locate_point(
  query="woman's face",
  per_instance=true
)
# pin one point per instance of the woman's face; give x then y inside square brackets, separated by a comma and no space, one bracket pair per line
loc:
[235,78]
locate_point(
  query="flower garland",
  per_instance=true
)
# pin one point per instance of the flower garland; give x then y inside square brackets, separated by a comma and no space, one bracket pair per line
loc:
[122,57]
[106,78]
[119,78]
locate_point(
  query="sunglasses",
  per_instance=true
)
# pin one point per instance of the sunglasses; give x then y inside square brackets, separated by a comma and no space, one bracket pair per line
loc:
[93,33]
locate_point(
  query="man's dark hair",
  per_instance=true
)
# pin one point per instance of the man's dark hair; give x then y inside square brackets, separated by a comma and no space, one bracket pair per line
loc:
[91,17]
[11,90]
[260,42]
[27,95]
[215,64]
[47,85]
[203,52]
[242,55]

==========

=== TASK BRIEF ===
Reproduce all of the material above line for line, without changing anything.

=== WRITTEN RESPONSE ===
locate_point(
  query="woman's face",
  per_instance=true
)
# pin one point per instance of the woman's face; give x then y inside square brackets, separated by a comma and no space, one bracket pair per line
loc:
[235,78]
locate_point(
  query="flower garland",
  per_instance=true
)
# pin one point per instance of the flower garland; give x then y inside square brackets, separated by a comma and no space, one bracket pair per line
loc:
[122,57]
[106,78]
[119,78]
locate_point(
  query="sunglasses",
  per_instance=true
)
# pin one point per instance of the sunglasses; give x then y inside square brackets, separated by a comma and no space, one bracket pair per line
loc:
[93,33]
locate_point(
  query="man's dark hair",
  per_instance=true
)
# pin one point per instance of the man's dark hair; give x then y inside square brackets, separated by a comma and no space, one bracket pair per line
loc:
[91,17]
[11,90]
[260,42]
[27,95]
[215,64]
[47,85]
[203,52]
[242,55]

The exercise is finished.